_AIM OF THE EXERCISE_. Wherever "below" appears in a line of the listing, report that line.

—————

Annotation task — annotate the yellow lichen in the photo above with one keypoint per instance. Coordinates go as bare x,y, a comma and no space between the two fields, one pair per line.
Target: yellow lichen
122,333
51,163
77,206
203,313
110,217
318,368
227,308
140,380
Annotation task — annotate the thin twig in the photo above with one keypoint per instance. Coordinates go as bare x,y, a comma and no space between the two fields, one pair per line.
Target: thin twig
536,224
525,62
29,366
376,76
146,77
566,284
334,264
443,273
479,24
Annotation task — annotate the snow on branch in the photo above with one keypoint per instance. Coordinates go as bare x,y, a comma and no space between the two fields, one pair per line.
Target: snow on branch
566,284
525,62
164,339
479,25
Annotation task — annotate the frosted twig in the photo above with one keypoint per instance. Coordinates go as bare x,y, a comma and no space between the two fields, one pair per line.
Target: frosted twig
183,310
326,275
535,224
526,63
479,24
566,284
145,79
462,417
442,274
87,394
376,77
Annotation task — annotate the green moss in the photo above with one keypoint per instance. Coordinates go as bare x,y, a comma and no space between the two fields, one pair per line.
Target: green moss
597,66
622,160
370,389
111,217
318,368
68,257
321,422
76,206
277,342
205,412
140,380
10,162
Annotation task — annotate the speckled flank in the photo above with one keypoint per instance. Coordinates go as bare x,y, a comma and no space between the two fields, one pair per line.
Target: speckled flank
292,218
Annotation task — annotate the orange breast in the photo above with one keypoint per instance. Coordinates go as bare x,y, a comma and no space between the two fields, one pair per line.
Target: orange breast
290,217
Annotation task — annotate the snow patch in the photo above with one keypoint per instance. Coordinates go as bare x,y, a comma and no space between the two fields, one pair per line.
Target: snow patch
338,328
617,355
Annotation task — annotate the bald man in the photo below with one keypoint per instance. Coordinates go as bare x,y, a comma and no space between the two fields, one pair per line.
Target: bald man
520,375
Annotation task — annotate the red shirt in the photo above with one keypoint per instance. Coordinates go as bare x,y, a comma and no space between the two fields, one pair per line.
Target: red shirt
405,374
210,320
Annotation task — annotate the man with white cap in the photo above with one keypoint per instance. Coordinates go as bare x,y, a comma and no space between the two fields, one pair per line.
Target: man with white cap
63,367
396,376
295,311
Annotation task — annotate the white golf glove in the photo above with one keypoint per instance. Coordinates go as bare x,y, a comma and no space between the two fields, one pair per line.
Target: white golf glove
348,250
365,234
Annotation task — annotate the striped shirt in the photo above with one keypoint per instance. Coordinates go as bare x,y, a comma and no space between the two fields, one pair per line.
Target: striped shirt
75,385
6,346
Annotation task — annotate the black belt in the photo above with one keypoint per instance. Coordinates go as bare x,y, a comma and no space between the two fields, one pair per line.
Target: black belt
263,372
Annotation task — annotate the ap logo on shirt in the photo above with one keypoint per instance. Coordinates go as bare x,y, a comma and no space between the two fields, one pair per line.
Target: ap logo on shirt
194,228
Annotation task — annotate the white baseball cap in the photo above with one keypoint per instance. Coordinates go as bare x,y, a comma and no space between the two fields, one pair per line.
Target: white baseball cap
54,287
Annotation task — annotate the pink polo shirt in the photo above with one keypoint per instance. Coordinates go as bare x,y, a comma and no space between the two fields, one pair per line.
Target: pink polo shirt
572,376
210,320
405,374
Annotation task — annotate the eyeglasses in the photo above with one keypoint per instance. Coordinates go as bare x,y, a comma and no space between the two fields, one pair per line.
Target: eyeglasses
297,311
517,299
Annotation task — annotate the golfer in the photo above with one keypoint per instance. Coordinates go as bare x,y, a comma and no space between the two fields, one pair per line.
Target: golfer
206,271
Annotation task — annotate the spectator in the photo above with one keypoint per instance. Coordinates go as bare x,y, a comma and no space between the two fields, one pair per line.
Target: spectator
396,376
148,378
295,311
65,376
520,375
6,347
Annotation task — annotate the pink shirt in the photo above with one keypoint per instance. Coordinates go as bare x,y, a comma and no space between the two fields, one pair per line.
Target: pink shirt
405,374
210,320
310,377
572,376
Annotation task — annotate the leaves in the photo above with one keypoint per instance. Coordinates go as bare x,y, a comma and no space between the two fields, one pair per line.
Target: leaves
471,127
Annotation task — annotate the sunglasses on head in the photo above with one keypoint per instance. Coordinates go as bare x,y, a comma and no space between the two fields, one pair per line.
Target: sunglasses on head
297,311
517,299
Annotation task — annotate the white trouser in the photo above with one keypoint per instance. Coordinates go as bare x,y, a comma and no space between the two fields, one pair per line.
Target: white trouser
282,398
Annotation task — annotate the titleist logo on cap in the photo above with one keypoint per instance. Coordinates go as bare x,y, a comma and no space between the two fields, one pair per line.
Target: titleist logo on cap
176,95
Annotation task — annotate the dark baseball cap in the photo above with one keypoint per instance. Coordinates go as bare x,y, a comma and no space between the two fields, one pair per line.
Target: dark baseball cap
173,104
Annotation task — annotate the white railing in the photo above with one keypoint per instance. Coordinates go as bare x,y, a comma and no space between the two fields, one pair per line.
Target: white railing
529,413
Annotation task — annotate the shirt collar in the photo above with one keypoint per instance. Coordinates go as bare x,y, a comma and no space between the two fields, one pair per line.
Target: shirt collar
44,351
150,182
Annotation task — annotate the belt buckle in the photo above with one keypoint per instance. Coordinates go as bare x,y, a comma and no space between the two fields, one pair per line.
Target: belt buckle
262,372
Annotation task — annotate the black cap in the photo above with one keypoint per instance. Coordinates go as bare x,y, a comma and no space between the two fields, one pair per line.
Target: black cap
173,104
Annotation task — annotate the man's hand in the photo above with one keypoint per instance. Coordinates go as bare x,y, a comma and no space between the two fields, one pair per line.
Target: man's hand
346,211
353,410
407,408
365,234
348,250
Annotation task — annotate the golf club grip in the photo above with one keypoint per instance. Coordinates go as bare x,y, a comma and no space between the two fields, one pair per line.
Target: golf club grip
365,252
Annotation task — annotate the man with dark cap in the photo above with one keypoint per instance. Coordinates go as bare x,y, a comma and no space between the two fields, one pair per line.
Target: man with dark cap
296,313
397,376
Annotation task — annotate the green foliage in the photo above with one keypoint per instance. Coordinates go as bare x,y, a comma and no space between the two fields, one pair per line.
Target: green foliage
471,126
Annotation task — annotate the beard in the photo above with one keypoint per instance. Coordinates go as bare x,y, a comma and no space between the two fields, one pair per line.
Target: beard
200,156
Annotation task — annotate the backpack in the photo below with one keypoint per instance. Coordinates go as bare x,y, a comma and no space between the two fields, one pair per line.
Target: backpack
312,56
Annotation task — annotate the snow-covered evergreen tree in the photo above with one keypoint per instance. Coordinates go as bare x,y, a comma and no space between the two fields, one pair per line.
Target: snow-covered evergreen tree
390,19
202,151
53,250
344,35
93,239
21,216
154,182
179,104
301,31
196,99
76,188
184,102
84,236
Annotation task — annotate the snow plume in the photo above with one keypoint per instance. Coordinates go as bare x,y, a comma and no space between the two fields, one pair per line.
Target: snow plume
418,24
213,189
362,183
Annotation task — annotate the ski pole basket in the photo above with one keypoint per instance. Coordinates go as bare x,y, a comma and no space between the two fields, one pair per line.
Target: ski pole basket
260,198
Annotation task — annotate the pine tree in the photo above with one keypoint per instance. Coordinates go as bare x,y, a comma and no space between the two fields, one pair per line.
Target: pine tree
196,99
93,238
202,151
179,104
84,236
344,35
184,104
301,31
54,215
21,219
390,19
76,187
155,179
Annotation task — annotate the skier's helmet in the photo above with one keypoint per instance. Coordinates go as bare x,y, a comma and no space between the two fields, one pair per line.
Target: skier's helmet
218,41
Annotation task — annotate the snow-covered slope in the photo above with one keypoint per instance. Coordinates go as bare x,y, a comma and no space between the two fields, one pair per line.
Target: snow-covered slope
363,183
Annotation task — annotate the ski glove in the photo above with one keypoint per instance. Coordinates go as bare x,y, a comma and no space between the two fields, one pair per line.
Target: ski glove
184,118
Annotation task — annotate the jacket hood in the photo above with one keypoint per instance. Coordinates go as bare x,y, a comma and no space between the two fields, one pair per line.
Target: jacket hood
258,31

—————

_SOLUTION FOR THIS EXERCISE_.
Annotation task — annotate the bald man in the photo below with one keypoint per instance. Coordinates go as bare x,y, a comma and no space between the two fields, one pair per line.
Annotation task — annotate the backpack in the photo below with one keypoint per instance. Coordinates go as bare x,y, a comma and no space between the two fields, one pair per line.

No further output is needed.